▶ _What is needed_
Recast every line of the rows below as a Markdown table with two columns, No. for the line number and Line for the text, leaving out any blank lines.

### Data supplied ###

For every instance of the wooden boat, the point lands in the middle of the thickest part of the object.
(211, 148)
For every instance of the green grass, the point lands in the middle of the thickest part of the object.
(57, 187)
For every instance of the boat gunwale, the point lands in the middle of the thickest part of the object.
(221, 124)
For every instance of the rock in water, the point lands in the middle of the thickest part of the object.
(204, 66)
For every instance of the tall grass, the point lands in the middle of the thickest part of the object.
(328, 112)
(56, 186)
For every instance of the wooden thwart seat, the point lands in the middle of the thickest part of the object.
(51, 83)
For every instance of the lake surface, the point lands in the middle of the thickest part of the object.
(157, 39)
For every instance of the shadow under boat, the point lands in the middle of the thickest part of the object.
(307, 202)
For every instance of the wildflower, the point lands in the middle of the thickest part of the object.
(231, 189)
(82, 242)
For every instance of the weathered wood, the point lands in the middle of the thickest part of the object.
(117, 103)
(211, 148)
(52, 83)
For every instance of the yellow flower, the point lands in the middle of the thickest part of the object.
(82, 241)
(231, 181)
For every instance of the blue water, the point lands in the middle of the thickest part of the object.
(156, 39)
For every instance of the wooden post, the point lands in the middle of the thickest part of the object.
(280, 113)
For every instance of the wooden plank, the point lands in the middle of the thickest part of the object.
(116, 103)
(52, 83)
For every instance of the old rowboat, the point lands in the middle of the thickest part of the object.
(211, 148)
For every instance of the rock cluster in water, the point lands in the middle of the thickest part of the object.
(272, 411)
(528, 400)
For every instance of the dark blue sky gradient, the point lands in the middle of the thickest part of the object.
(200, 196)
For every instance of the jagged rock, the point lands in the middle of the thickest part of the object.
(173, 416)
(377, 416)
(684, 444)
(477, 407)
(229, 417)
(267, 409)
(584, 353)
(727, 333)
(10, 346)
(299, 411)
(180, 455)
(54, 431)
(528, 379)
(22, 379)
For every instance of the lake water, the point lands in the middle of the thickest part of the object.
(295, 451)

###

▶ _Written response_
| No. | Line |
|---|---|
| 1 | For every instance of the wooden boat, the point lands in the middle of the thickest part of the object. |
| 2 | (211, 148) |
| 3 | For every instance of the green grass, the point lands in the middle of the thickest part of the object. |
| 4 | (57, 187) |
| 5 | For every instance of the boat gunwale, the point lands in the middle of the thickest part of the object. |
| 6 | (221, 124) |
| 7 | For every instance of the rock in water, the point lands in the middle of the thickest part of the object. |
| 8 | (204, 66) |
| 9 | For every instance of the tall grass, the point lands in the middle of the thickest part of the object. |
| 10 | (328, 112) |
| 11 | (56, 186) |
| 12 | For every instance of the wooden thwart seat, the point lands in the middle of the thickest part of the object. |
| 13 | (51, 83) |
| 14 | For every instance of the lake surface, the point lands in the middle of the thickest part of the object. |
| 15 | (157, 39) |
| 16 | For every instance of the shadow under boat, the point lands in the middle of the thickest part of the object. |
| 17 | (307, 202) |
| 18 | For every instance of the wildflower, the point lands in the middle of the thickest part of the object. |
| 19 | (231, 189) |
| 20 | (82, 242) |
| 21 | For every instance of the weathered wood, the point lands in the middle of the thickest part of the object. |
| 22 | (117, 103) |
| 23 | (211, 148) |
| 24 | (52, 83) |
| 25 | For every instance of the yellow flower, the point lands in the middle of the thickest part of the object. |
| 26 | (82, 241) |
| 27 | (231, 181) |
| 28 | For every instance of the blue water, the point lands in the middle of the thickest part of the object. |
| 29 | (156, 39) |
| 30 | For every instance of the wooden post, the point lands in the middle of the thickest part of the object. |
| 31 | (280, 113) |
| 32 | For every instance of the wooden plank, the point lands in the middle of the thickest part of the object. |
| 33 | (116, 103) |
| 34 | (52, 83) |
| 35 | For every instance of the old rowboat, the point lands in the middle of the thickest part of the object. |
| 36 | (211, 148) |
| 37 | For every instance of the rock cluster in water, the point lands in the middle of the thickest part of the object. |
| 38 | (272, 411) |
| 39 | (528, 400) |
| 40 | For every instance of the dark blue sky gradient, the point lands in the middle of the thickest part of the object. |
| 41 | (200, 196) |
| 42 | For every instance of the jagged rock, the point lands in the middle of the thickest part of the object. |
| 43 | (173, 416) |
| 44 | (377, 416) |
| 45 | (684, 444) |
| 46 | (477, 407) |
| 47 | (229, 417) |
| 48 | (267, 409) |
| 49 | (584, 353) |
| 50 | (727, 333) |
| 51 | (10, 346) |
| 52 | (299, 411) |
| 53 | (180, 455) |
| 54 | (54, 431) |
| 55 | (528, 379) |
| 56 | (22, 379) |
| 57 | For every instance of the lake water, the point lands in the middle of the thickest part of the object. |
| 58 | (295, 451) |